Items from a data source
####################

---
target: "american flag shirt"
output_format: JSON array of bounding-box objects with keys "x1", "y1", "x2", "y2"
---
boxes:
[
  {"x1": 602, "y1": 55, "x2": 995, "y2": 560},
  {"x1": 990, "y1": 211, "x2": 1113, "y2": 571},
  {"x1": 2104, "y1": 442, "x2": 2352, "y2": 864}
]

####################

• Directions for this task:
Please copy out the data above exactly.

• Written response:
---
target: "american flag shirt"
output_format: JSON array of bounding-box objects with keys "x1", "y1", "x2", "y2"
---
boxes:
[
  {"x1": 602, "y1": 55, "x2": 995, "y2": 560},
  {"x1": 990, "y1": 211, "x2": 1113, "y2": 571},
  {"x1": 2104, "y1": 442, "x2": 2352, "y2": 864}
]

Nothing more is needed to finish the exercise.